### [What the task requires]
Update the article about National Child Day by rewriting everything from "National Child Day celebrates" down to "a press release.", with "online assembly" in place of "virtual event".

------ Provided text

Dylan Field, Wesley White, Breezy McLoud, and Daisy Russ, grade 3-4 students in Ms. Friendship’s class at Conrad Elementary School learn about child rights and responsibilities on National Child Day, Nov. 18. (Photo: K-J Millar/The Northern View)

Dylan Field, Wesley White, Breezy McLoud, and Daisy Russ, grade 3-4 students in Ms. Friendship’s class at Conrad Elementary School learn about child rights and responsibilities on National Child Day, Nov. 18. (Photo: K-J Millar/The Northern View)

Conrad Elementary students part of #8 million strong

National Child Day celebrates child rights and resiliency across the country

Conrad Elementary students focused on the importance of National Child Day as part of a 5,000 student strong virtual event streamed across the country on Nov. 16.

The online event is to honour the power and resilience of the eight million children in Canada and their rights to “survive and thrive” Children First Canada (CFC), the organizers of the ceremony stated in a press release.

“The occasion also marks the 30th anniversary of Canada ratifying the UN Convention on the Rights of the Child (UNCRC) and recognizes the rights of every child, while also acknowledging the unique rights of First Nations, Métis and Inuit children,” CFC stated.

The national children’s charity recognizes the reliance of youth through the pandemic while also calling on the government to prioritize children’s rights, addressing the challenges kids face across the country.

Lindsy Friendship, Grade 3-4 teacher at Conrad Elementary, said she has been celebrating and teaching about National Child Day for more than 20 years.

------------
------ Source material

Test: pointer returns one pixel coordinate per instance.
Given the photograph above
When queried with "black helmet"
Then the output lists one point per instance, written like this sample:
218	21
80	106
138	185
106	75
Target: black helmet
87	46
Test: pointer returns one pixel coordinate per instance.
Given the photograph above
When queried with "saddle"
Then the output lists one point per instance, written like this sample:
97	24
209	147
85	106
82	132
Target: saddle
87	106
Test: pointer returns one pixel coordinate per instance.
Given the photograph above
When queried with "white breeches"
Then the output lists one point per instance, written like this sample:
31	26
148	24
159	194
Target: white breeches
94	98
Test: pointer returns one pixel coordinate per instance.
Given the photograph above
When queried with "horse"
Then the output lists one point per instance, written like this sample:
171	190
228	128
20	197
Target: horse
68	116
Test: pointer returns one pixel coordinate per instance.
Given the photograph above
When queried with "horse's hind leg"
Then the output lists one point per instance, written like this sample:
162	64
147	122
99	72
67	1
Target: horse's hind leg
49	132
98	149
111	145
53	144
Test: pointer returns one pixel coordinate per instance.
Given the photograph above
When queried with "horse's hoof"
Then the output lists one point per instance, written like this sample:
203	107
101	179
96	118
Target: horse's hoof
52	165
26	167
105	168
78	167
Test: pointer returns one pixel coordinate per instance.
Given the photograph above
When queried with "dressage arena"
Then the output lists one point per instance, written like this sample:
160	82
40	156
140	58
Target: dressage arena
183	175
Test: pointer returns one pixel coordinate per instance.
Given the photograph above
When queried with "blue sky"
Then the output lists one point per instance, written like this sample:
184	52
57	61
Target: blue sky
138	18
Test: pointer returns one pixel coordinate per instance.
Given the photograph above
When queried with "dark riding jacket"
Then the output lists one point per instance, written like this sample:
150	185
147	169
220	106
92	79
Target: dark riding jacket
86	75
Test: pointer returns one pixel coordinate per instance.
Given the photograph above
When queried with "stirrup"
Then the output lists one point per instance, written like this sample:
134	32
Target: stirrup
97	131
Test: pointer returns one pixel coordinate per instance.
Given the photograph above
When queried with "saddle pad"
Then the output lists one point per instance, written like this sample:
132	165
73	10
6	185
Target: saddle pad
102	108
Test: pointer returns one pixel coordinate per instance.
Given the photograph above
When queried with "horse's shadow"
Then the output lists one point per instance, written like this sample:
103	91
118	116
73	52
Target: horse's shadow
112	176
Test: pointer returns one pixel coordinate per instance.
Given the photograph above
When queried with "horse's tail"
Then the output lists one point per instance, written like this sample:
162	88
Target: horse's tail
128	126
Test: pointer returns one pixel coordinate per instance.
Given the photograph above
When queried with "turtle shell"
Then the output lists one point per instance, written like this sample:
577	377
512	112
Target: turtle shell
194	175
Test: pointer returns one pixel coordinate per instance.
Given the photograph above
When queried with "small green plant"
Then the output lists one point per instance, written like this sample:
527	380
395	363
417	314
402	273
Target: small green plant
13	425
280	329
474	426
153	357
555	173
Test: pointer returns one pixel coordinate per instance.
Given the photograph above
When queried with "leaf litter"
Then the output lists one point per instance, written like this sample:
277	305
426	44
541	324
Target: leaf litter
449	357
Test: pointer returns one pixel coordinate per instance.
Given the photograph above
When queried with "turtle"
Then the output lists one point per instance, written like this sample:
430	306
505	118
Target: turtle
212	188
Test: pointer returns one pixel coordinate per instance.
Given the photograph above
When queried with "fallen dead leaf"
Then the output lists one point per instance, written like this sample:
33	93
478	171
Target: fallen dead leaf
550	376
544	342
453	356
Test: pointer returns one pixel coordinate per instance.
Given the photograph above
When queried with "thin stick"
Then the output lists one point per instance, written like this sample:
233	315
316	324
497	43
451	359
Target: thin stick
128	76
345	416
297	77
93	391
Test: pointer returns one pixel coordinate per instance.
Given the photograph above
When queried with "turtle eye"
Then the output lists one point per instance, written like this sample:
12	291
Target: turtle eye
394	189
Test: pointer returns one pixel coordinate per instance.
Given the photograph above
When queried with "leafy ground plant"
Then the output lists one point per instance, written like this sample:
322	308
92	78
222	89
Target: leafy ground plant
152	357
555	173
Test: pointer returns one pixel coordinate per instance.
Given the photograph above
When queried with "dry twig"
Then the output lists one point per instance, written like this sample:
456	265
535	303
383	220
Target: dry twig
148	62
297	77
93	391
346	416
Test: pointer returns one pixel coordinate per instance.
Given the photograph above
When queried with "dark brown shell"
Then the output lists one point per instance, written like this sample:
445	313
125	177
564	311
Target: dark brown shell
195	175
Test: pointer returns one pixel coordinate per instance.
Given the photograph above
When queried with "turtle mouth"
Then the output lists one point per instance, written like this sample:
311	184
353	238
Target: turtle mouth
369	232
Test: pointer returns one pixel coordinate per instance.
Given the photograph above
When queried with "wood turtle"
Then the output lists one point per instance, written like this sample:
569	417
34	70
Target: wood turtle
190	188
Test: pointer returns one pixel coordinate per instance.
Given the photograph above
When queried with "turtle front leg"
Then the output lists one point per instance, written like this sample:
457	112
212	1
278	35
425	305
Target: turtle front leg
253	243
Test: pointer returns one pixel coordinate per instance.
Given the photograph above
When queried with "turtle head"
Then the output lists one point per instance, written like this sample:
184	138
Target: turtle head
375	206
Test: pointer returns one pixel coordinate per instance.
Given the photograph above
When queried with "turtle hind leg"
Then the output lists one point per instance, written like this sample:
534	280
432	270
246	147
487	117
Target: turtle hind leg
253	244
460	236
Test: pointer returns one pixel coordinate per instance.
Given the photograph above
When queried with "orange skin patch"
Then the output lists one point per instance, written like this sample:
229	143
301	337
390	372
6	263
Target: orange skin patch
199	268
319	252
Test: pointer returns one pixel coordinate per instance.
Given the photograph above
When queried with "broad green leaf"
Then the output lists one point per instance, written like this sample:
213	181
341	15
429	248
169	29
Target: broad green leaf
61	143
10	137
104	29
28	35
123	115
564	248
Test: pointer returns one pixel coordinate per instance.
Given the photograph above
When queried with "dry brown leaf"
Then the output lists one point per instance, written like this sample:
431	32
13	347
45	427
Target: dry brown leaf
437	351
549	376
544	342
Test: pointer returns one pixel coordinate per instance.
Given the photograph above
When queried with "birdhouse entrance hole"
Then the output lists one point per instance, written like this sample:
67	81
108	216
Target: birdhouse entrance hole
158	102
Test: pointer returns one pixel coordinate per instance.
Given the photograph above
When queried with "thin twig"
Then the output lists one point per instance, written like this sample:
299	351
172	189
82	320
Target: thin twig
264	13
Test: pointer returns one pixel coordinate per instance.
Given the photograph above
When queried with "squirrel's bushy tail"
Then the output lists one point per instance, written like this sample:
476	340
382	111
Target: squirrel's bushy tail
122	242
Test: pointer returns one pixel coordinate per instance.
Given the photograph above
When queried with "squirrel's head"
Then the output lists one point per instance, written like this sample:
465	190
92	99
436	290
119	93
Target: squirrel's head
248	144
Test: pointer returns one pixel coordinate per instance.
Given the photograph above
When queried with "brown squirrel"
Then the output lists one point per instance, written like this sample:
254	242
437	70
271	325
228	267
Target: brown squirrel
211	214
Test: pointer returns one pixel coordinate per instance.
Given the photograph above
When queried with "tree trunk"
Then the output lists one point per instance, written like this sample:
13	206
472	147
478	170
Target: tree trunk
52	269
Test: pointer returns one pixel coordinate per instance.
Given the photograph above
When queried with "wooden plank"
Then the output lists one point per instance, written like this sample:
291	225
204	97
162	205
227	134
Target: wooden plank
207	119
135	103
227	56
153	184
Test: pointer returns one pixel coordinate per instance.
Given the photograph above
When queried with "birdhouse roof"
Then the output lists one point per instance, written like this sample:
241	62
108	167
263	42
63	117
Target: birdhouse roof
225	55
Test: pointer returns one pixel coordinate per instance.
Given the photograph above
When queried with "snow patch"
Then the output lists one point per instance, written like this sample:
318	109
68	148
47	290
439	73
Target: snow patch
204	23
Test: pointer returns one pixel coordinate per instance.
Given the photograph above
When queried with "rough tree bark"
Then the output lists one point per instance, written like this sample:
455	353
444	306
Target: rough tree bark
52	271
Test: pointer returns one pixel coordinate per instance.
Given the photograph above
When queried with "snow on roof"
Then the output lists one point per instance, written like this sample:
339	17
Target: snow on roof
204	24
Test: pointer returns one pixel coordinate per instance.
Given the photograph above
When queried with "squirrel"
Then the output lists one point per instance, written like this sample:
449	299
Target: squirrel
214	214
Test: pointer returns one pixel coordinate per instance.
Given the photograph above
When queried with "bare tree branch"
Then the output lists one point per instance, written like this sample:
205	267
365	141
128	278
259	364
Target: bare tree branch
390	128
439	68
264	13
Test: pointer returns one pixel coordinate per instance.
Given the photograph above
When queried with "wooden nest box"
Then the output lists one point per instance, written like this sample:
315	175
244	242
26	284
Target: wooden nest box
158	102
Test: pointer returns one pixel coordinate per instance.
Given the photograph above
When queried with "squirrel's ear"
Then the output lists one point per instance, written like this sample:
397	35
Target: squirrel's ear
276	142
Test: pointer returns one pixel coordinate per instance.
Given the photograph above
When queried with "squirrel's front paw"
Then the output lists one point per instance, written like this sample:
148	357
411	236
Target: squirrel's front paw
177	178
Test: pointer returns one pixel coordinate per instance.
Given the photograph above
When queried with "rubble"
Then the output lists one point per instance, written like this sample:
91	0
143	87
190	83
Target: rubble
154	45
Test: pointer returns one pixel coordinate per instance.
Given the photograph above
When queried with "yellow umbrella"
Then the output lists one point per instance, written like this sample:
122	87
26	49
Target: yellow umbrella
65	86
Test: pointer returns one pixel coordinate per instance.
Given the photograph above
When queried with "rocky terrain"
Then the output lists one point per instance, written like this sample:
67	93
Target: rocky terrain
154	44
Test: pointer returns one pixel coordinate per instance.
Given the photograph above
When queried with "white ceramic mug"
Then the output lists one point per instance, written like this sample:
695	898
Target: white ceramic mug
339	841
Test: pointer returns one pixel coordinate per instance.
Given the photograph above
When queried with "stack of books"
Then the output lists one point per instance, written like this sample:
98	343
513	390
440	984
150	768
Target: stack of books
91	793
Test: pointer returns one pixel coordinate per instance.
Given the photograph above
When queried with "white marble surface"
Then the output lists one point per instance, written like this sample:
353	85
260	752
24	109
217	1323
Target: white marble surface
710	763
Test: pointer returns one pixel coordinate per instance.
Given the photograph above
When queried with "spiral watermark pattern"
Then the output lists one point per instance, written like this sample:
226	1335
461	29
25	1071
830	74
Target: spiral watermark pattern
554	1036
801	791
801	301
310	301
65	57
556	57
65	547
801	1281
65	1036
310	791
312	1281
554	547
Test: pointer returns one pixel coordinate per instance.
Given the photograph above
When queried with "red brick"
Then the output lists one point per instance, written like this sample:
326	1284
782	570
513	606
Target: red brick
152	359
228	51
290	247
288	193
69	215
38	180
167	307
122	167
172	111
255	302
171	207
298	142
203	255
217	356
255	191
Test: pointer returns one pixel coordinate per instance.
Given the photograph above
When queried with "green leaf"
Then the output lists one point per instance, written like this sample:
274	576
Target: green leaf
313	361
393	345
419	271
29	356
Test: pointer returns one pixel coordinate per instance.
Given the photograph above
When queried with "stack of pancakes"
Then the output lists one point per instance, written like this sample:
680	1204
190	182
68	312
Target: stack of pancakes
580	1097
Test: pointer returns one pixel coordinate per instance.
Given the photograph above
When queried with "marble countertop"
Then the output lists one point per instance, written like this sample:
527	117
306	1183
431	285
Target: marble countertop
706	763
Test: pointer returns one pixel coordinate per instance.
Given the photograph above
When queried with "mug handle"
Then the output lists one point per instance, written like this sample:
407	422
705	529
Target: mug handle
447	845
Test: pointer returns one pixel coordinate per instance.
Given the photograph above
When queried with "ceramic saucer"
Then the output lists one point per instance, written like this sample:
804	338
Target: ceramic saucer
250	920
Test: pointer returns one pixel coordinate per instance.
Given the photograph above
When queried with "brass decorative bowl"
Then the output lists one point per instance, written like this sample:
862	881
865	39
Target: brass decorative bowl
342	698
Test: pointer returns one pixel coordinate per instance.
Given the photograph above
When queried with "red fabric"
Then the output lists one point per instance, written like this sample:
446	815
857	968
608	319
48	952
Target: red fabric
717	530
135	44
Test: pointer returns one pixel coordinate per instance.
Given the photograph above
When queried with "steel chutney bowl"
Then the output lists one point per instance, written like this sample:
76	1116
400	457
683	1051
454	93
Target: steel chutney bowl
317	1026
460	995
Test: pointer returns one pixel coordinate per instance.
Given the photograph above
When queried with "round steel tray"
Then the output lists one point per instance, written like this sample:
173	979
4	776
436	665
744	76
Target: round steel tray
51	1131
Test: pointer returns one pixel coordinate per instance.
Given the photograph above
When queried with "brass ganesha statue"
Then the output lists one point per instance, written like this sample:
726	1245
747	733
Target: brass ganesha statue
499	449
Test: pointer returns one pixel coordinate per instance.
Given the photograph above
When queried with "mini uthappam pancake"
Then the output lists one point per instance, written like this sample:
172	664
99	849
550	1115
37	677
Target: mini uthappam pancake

------------

### [Output of the task]
National Child Day celebrates child rights and resiliency across the country

Conrad Elementary students focused on the importance of National Child Day as part of a 5,000 student strong online assembly streamed across the country on Nov. 16.

The online event is to honour the power and resilience of the eight million children in Canada and their rights to “survive and thrive” Children First Canada (CFC), the organizers of the ceremony stated in a press release.